## Short task:
Output the records below verbatim, from the line with "Please provide the mask of every instance of the low" to the line with "[[19,422],[132,481],[258,424],[285,296],[27,289]]", both lines included, and nothing else.

Lines of data
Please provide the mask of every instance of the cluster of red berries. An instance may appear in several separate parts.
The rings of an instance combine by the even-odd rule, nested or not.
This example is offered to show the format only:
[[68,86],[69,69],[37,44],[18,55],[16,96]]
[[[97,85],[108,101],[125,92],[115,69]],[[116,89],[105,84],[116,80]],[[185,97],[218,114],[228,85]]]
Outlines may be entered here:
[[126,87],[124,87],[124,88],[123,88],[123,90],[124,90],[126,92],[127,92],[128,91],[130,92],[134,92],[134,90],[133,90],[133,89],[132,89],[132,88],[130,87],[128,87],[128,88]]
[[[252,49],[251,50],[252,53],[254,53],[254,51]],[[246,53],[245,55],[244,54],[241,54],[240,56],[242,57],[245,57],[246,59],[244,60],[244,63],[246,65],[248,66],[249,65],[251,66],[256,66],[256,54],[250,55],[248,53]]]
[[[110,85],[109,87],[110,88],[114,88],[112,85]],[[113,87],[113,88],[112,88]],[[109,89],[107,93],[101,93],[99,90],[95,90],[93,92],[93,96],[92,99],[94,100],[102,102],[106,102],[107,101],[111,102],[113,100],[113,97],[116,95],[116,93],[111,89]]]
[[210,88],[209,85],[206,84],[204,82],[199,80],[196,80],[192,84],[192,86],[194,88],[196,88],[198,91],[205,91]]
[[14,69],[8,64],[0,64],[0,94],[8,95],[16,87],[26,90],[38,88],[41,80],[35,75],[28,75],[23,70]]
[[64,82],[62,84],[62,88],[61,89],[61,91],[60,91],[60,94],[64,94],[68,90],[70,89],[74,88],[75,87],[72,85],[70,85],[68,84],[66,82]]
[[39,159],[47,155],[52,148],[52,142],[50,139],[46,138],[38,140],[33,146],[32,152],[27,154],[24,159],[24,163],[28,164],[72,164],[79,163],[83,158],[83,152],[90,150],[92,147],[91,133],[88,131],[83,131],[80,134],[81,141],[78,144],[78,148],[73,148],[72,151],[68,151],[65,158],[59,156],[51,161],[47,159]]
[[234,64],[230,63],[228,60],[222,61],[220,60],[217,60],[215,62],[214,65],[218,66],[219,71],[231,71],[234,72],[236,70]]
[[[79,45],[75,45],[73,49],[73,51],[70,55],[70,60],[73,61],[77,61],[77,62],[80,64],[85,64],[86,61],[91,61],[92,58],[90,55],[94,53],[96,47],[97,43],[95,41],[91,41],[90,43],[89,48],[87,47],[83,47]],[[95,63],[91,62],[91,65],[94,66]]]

---

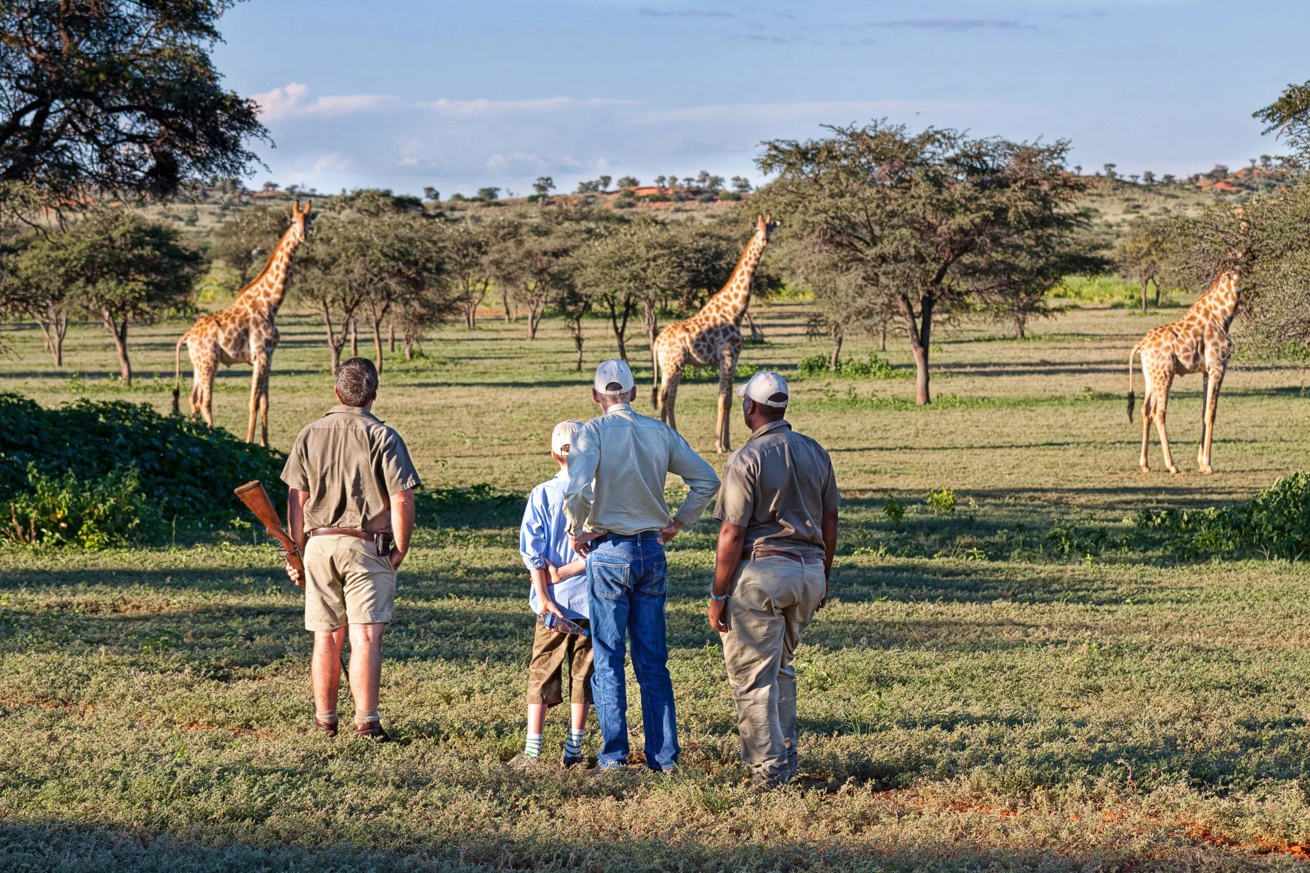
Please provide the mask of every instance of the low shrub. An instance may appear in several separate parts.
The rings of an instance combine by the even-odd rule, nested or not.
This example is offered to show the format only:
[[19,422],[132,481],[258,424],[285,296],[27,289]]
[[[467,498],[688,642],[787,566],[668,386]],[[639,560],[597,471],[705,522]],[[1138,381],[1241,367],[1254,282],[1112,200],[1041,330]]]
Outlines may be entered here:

...

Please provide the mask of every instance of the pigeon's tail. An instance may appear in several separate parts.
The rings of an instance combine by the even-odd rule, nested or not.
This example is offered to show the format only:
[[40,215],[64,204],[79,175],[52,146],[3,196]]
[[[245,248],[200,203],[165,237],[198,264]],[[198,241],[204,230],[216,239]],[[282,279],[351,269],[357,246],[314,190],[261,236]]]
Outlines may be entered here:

## Response below:
Please provide the mask of every instance of the low shrub. An instance may appear in several separate parts.
The rings of an instance combine by the even-odd rule, nested or not.
This example is offered to show the format only:
[[19,422],[132,481],[258,424],[285,296],[27,289]]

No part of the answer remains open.